--- Task to complete ---
Scale the records from the line with "Review question: In the picture above, detect the tree shadow" up to and including the line with "[61, 4, 536, 446]", and give only those lines. Repeat the requests unchanged and multiply every coordinate in the answers by 0.5, rounding to whole numbers with halves going up.

>>>>>

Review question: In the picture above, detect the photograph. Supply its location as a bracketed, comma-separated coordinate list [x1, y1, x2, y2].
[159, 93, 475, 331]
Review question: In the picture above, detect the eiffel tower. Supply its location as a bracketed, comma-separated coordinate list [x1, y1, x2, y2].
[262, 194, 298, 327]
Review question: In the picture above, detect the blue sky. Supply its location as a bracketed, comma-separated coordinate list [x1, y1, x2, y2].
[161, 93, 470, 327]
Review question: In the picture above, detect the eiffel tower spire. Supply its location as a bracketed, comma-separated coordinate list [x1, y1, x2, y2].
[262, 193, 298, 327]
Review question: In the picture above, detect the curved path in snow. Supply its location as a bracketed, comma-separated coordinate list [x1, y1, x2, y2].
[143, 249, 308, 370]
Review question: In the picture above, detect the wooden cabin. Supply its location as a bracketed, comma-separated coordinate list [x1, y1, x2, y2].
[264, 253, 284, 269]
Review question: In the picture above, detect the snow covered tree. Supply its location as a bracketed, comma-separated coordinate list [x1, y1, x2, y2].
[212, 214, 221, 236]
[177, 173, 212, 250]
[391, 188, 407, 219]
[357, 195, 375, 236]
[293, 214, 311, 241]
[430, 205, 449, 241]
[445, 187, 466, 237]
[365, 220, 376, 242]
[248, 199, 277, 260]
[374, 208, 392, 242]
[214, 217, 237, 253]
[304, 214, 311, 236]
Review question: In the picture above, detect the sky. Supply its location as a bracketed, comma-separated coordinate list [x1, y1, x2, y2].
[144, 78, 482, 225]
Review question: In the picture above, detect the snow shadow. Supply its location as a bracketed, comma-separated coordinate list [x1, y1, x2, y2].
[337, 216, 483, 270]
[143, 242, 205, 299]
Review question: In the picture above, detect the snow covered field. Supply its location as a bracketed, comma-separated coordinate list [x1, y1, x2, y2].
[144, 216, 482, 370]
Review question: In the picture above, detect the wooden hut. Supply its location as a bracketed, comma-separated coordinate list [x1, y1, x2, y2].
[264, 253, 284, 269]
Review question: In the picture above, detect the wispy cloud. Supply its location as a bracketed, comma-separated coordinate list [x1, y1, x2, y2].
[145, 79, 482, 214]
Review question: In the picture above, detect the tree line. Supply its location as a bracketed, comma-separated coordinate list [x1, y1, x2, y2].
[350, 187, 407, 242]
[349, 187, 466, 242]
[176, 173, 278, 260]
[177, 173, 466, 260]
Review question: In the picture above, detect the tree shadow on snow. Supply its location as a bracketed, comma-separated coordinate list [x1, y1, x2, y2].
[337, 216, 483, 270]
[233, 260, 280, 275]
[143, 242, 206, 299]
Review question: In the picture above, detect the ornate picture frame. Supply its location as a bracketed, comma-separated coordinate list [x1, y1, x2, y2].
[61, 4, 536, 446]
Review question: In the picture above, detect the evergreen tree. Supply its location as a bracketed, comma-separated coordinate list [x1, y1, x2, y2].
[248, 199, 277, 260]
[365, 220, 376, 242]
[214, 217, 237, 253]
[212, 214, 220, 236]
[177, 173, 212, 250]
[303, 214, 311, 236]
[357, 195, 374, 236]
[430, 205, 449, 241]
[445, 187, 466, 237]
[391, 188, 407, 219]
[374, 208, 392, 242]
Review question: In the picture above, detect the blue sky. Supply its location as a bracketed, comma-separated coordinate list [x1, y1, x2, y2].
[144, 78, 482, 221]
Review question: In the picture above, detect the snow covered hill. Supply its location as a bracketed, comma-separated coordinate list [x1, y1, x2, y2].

<<<<<

--- Written solution ---
Review question: In the picture above, detect the tree shadow on snow. Supply its location as a bracketed, comma-separated coordinate list [x1, y1, x2, y2].
[169, 108, 242, 135]
[117, 130, 140, 138]
[72, 121, 103, 150]
Review question: In the picture above, detect the ornate picture frame. Supply its location as a bracketed, comma-separated coordinate list [x1, y1, x2, y2].
[31, 2, 268, 223]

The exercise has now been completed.